Por André de Paiva Toledo*
As barragens de rejeitos de mineração têm sido utilizadas de maneira abrangente como alternativa economicamente interessante de destinação de sub-produtos da atividade mineradora. Uma vez construídas, há a expectativa de que essas barragens durem por muito tempo. Contudo, como toda obra humana, as barragens devem ser objeto de manutenção constante e vigilância contínua para que seja garantida a perenidade de suas instalações e, por consequência, realizada a prevenção de danos socioambientais decorrentes do comprometimento estrutural. Apesar disso, desde a década de 1970, no mundo, ocorrem anualmente de dois a cinco rompimentos de barragens de rejeitos, o que faz da questão um desafio global.
Os eventos de rompimento de barragem de rejeitos têm algumas causas bem identificadas. Os rompimentos dão-se, normalmente, por causa de imprevistos no processo de sedimentação de material pesado oriundo do enchimento da barragem; em virtude do aumento da quantidade represada de outros tipos de material, advindos das correntes de águas pluviais; porque falta regulamentação e fiscalização dos critérios de projeção das estruturas; em razão da ausência de requerimentos de estabilidade, em vista do monitoramento contínuo do funcionamento da barragem, desde a construção até a operação; e em decorrência do alto custo do trabalho de manutenção das barragens de rejeitos da mineração depois do fechamento das minas. Percebe-se, assim, que a omissão legislativa por parte do Estado, associada à tentativa de minimização de custos de produção por parte das empresas, são os dois pilares sobre os quais sustentam-se as causas de rompimento da barragem de rejeitos. 
Independente de sua causa, quando há o rompimento de uma barragem de rejeitos, sucedem-se inúmeros danos socioambientais, que se resumem em morte e poluição. Diante desses fatos danosos, procura-se identificar, no âmbito interno dos Estados, a quem recai a responsabilidade penal, civil e administrativa. Porém, em face de pressões econômicas e políticas, tendo em vista que os interesses do Estado e de grupos empresariais públicos e privados costumam, nessas horas, confundir-se, a responsabilização interna torna-se, de fato – e, em certos casos, de direito –, impossível por negligência ou conivência, por omissão ou ação.
+ + + + + + +
Tarefa proposta 1:
Responda, com base no trecho sobre barragens de rejeitos:
(a) Desde qual década ocorrem, no mundo, de dois a cinco rompimentos de barragens de rejeitos por ano?
(b) Quais são os dois pilares que sustentam as causas de rompimento apontados no trecho?
(c) Em que se resumem os danos socioambientais decorrentes de um rompimento?

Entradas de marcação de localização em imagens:
+ + + + + + +
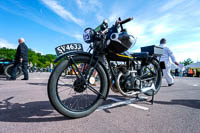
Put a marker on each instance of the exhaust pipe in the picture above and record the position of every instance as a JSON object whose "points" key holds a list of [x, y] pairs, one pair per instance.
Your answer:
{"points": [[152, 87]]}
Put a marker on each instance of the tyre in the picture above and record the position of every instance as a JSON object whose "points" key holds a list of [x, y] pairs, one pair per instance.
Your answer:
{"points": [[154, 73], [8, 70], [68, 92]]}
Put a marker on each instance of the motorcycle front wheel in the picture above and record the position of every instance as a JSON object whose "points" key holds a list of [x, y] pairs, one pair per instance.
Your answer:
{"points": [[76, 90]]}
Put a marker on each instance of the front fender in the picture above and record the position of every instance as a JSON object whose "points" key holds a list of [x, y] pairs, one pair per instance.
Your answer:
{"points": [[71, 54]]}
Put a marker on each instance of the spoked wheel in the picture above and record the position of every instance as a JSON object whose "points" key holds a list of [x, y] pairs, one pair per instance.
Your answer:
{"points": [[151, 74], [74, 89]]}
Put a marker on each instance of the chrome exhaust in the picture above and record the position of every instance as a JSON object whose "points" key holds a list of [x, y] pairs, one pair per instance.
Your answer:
+ + + + + + +
Tarefa proposta 2: Expresse como uma lista JSON de strings, com uma string para cada linha e sem as linhas em branco, as linhas das entradas que vão daquela que contém "Put a marker on each instance of the front" até o fim das entradas, ambas as extremidades incluídas.

Resposta final 1:
(a) Desde a década de 1970.
(b) A omissão legislativa por parte do Estado e a tentativa de minimização de custos de produção por parte das empresas.
(c) Em morte e poluição.

Resposta final 2:
[
  "Put a marker on each instance of the front fender in the picture above and record the position of every instance as a JSON object whose \"points\" key holds a list of [x, y] pairs, one pair per instance.",
  "Your answer:",
  "{\"points\": [[71, 54]]}",
  "Put a marker on each instance of the spoked wheel in the picture above and record the position of every instance as a JSON object whose \"points\" key holds a list of [x, y] pairs, one pair per instance.",
  "Your answer:",
  "{\"points\": [[151, 74], [74, 89]]}",
  "Put a marker on each instance of the chrome exhaust in the picture above and record the position of every instance as a JSON object whose \"points\" key holds a list of [x, y] pairs, one pair per instance.",
  "Your answer:"
]